Records from a dataset —
:::::
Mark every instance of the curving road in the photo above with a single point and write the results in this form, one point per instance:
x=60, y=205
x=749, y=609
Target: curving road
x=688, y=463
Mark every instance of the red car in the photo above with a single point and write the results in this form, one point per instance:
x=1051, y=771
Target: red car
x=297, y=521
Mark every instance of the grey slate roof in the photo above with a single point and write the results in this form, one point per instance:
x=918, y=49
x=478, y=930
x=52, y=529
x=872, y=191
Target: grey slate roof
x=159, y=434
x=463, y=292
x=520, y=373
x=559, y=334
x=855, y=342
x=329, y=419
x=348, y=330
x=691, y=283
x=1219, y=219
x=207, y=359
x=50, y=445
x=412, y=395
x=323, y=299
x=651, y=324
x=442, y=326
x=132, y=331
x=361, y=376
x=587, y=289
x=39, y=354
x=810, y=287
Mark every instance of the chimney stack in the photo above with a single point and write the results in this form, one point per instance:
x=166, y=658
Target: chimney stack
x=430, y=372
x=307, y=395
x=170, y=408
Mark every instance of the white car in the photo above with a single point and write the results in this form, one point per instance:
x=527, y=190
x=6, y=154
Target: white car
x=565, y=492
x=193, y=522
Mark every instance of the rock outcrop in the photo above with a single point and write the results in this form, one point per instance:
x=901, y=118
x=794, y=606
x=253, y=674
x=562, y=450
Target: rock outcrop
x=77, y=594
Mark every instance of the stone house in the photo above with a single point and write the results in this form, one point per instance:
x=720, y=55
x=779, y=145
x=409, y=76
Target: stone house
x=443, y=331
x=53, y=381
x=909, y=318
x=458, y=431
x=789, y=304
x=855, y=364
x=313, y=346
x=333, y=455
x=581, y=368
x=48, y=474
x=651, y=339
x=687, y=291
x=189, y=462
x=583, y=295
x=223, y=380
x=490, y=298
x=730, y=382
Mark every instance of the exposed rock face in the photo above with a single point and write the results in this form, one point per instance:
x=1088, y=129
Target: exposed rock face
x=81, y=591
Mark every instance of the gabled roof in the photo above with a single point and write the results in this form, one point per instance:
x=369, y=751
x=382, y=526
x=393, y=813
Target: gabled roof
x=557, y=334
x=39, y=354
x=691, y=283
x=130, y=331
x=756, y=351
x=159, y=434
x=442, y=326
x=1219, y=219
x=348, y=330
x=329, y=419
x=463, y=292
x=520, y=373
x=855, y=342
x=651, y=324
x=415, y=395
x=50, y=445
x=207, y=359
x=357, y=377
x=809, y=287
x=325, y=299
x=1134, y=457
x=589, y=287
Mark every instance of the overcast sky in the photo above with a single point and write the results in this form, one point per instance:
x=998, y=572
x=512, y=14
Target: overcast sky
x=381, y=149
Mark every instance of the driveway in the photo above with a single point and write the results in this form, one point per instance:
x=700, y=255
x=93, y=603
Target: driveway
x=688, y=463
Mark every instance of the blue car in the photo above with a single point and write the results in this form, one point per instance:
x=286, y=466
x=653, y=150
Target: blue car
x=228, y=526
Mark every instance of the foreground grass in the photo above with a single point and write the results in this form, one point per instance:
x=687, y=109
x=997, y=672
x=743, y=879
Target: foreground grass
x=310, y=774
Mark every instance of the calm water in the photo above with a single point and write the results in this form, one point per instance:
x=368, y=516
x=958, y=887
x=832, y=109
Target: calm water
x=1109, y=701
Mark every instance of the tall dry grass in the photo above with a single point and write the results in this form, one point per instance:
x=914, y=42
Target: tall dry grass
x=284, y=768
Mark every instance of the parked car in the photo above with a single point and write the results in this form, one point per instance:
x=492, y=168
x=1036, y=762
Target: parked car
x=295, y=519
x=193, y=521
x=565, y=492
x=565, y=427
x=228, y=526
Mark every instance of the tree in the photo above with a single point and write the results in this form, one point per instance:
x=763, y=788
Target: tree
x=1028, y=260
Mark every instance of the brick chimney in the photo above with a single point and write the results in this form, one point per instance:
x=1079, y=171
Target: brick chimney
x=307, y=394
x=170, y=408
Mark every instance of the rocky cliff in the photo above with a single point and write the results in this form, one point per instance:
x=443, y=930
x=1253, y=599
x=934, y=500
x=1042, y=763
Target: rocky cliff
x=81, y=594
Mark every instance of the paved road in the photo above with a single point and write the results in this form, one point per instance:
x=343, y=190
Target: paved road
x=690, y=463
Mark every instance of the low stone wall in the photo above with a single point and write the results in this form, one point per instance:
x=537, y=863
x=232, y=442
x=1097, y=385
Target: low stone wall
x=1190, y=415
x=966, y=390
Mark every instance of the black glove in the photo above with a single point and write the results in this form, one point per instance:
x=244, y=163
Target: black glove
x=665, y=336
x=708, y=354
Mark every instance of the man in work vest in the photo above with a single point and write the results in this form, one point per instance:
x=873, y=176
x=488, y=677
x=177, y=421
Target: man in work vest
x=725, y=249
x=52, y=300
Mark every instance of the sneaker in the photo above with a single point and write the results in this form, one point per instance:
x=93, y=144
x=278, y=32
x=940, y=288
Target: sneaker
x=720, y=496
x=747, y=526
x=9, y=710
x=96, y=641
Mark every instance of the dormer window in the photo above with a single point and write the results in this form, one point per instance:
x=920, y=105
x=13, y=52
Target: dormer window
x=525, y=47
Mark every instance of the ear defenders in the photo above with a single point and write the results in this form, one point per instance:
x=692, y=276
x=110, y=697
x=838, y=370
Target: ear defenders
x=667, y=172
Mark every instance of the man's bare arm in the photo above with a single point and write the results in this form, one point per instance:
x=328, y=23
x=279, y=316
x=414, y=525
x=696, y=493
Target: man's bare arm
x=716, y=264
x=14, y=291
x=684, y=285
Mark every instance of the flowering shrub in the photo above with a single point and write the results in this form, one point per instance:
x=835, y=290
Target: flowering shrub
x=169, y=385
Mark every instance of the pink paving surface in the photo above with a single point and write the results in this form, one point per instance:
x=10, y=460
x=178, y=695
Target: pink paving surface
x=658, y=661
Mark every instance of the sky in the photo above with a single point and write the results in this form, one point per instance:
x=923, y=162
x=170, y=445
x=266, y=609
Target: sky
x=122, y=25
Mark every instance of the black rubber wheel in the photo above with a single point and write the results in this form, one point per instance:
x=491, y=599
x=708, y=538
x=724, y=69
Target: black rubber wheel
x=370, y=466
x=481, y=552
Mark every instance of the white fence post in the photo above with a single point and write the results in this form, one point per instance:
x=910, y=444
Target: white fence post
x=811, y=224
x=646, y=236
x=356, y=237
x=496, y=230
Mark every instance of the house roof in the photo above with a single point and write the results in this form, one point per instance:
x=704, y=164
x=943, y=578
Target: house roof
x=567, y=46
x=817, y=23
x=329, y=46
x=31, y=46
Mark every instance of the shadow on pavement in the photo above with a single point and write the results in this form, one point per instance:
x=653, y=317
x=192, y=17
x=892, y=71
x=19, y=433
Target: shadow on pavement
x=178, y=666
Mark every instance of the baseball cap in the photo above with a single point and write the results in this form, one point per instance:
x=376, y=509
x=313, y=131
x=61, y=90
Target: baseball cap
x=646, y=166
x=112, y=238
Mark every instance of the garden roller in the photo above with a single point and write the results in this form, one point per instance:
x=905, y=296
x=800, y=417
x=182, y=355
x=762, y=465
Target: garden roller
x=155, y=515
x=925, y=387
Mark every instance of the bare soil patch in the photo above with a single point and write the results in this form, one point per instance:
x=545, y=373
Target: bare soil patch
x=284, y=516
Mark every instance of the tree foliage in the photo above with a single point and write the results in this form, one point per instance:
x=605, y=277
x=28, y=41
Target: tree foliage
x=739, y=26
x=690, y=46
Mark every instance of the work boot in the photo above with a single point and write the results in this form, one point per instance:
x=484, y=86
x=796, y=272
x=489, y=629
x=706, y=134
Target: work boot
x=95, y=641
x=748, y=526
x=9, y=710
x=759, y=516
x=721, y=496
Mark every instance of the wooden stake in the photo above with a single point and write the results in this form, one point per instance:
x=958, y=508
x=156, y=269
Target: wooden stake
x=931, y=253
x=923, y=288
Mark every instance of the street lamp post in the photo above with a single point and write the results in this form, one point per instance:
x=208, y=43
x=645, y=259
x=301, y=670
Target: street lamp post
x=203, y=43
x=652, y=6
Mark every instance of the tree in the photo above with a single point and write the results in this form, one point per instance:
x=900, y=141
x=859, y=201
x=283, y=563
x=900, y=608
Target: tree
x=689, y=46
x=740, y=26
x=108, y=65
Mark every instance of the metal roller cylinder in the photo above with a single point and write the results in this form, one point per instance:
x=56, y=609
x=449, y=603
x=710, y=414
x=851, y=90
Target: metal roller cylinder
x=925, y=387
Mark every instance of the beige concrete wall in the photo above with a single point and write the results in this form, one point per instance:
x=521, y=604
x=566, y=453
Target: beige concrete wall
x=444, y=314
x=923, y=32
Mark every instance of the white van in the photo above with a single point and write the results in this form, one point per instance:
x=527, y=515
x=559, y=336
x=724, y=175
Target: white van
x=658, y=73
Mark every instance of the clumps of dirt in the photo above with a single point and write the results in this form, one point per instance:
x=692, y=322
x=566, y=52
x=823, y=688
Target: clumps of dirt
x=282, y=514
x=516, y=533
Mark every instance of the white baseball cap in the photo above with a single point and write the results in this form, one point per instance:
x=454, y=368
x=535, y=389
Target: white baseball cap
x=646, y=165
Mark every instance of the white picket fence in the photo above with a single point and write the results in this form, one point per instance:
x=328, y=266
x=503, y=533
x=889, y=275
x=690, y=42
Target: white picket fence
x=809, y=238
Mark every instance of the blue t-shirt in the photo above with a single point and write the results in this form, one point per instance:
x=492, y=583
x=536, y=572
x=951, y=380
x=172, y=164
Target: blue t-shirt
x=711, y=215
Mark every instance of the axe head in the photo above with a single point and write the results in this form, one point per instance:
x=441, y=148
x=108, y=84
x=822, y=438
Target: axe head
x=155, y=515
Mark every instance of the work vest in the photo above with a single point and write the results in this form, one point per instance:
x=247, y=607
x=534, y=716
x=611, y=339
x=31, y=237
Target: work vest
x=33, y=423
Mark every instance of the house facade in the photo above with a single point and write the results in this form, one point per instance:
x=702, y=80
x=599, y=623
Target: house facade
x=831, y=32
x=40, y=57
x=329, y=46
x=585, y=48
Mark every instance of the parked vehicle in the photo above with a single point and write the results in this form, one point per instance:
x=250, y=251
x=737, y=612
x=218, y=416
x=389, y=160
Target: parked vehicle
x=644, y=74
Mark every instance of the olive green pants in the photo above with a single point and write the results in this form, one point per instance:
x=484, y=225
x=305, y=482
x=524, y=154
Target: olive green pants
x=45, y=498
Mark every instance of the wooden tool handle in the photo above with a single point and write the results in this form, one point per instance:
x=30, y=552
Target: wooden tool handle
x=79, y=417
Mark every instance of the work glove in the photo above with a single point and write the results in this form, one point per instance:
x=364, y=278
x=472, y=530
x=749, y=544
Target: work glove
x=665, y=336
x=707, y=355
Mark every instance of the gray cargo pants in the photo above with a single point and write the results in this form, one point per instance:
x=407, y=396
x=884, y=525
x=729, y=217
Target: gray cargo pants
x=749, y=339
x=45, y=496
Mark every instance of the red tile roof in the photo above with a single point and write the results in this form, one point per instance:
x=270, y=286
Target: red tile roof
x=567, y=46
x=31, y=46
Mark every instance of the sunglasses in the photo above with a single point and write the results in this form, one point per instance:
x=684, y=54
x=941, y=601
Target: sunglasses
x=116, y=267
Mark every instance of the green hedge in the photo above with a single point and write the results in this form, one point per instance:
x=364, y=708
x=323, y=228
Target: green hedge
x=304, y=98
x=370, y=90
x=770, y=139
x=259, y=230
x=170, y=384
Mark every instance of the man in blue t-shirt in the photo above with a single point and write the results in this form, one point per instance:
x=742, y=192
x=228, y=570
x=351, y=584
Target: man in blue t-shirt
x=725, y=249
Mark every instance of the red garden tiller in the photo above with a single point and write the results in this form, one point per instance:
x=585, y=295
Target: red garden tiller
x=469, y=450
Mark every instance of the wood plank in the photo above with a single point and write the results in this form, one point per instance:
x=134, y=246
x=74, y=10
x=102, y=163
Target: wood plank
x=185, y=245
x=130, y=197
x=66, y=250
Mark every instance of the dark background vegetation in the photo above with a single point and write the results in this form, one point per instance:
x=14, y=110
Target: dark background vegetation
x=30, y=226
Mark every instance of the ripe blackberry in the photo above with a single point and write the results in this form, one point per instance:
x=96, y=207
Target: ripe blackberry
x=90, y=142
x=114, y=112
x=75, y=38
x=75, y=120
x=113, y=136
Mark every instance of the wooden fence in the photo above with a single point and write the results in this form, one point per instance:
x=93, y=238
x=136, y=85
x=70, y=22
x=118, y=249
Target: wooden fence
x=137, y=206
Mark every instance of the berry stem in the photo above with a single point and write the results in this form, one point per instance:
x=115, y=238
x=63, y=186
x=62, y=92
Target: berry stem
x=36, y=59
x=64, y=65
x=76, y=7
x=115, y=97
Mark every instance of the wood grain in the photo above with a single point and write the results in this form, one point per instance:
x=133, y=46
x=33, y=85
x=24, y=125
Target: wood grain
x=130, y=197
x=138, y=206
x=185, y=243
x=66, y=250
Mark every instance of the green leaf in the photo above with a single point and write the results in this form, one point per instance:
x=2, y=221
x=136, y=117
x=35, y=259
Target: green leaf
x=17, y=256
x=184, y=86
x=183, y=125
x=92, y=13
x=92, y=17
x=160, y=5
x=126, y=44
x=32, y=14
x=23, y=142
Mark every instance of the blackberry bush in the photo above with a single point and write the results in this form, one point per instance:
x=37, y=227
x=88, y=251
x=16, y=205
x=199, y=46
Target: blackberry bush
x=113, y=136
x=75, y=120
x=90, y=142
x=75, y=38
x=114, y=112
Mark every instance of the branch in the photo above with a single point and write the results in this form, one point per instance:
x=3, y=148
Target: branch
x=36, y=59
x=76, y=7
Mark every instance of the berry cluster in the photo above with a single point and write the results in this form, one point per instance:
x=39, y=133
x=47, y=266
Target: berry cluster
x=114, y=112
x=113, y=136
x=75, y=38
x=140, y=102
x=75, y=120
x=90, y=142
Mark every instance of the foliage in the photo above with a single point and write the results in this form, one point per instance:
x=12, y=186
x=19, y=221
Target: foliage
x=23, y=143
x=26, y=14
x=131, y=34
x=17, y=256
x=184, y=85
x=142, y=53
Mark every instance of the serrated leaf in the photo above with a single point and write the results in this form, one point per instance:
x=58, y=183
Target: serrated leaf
:::::
WRITTEN TASK —
Update the records starting at the line containing "Mark every instance of the ear" and ending at the line containing "x=481, y=552", changing "flowering shrub" to "rose bush" and leaving every other part of those lines unchanged. Output only that span of lines.

FINISHED ANSWER —
Mark every instance of the ear defenders in the photo above with a single point and write the results in this form, one point per instance:
x=692, y=276
x=110, y=697
x=838, y=370
Target: ear defenders
x=667, y=172
Mark every instance of the man's bare arm in the photo above with a single point and write the results in this form, one point per instance:
x=328, y=23
x=279, y=316
x=414, y=525
x=696, y=493
Target: man's bare arm
x=716, y=264
x=14, y=291
x=684, y=285
Mark every instance of the rose bush in the photo above with a single point and write the results in this form, one point per instance:
x=835, y=290
Target: rose bush
x=169, y=385
Mark every instance of the pink paving surface in the photo above with a single point and write the results in this form, one point per instance:
x=10, y=460
x=178, y=695
Target: pink paving surface
x=658, y=661
Mark every instance of the sky in the photo above with a single point and write the results in this form, one point per instance:
x=923, y=162
x=170, y=445
x=266, y=609
Target: sky
x=122, y=25
Mark every instance of the black rubber wheel in the photo above with a single point and write the results in this form, one point per instance:
x=491, y=599
x=708, y=538
x=724, y=69
Target: black rubber wheel
x=370, y=466
x=481, y=552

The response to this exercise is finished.